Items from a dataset
-- Opening Marker --
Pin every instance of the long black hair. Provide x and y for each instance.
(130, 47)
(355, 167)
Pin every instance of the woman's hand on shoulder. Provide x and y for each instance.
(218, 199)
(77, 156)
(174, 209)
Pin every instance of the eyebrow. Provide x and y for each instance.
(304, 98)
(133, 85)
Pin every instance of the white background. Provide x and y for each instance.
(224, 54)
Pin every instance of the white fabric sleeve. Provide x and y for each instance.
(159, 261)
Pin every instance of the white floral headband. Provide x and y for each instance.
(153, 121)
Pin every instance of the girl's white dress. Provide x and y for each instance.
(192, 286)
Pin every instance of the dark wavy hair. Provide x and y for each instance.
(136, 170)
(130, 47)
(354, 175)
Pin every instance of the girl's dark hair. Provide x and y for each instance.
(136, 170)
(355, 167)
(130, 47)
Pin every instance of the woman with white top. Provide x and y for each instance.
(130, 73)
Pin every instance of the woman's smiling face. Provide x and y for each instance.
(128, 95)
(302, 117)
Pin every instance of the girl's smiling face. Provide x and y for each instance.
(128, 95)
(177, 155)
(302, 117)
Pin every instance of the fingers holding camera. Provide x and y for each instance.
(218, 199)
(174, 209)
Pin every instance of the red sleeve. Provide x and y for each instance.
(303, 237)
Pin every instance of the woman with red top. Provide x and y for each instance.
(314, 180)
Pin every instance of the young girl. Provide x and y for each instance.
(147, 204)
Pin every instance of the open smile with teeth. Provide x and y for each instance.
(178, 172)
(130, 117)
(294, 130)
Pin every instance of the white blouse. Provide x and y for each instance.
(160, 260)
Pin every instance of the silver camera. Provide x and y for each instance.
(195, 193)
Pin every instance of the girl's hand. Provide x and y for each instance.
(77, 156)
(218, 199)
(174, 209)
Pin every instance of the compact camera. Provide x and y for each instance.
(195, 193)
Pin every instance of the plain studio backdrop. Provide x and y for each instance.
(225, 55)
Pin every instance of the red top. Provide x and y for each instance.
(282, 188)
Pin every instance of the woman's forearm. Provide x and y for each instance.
-- Closing Marker --
**Action item**
Retype the data exactly as it reads.

**Solved exercise**
Pin every instance of the long black hair. Provide x and y for each instance.
(130, 47)
(355, 167)
Pin every instance of the woman's hand on shoulder. Provide x and y for each instance.
(218, 199)
(77, 156)
(174, 209)
Pin every instance of the eyebrow. Provide x and y for each instance.
(304, 98)
(133, 85)
Pin every instance of the white background. Provide x and y for each instance.
(224, 54)
Pin every instance of the white fabric sleeve. Provide x and y for each instance.
(159, 261)
Pin every instance of the white floral headband. Provide x and y for each instance.
(153, 121)
Pin every instance of the girl's white dress. Provide x and y for each instance.
(192, 286)
Pin every instance of the dark wavy hair. Provide x and y for each instance.
(136, 170)
(130, 47)
(354, 175)
Pin every instance of the girl's dark hair. Provide x and y for each instance.
(136, 170)
(355, 167)
(130, 47)
Pin every instance of the woman with white top. Provide x and y for each instance.
(130, 73)
Pin every instance of the woman's smiling face. Provide x and y for each instance.
(128, 95)
(302, 117)
Pin every instance of the girl's smiling face. Provide x and y for each instance.
(128, 95)
(177, 155)
(302, 117)
Pin every instance of the fingers holding camera. Provide x and y for each instance.
(218, 199)
(174, 209)
Pin every instance of the red sleeve. Provide x and y for each instance.
(303, 237)
Pin every instance of the woman with red top. Provide x and y for each instance.
(314, 180)
Pin every instance of the young girl. Provide x and y for each instance.
(147, 204)
Pin every instance of the open smile with teeth. Provide x and y for each instance.
(178, 172)
(130, 117)
(294, 130)
Pin every instance of the white blouse. Provide x and y for each instance.
(160, 260)
Pin every instance of the silver camera. Provide x and y for each instance.
(195, 193)
Pin every instance of the girl's hand. Provide x and y for each instance.
(77, 156)
(218, 199)
(174, 209)
Pin every instance of the compact camera. Provide x and y for each instance.
(195, 193)
Pin every instance of the plain studio backdrop. Provide x and y for each instance.
(225, 55)
Pin every instance of the red top. Provide x and y for each instance.
(282, 188)
Pin every instance of the woman's forearm. Provide x and y for each instance.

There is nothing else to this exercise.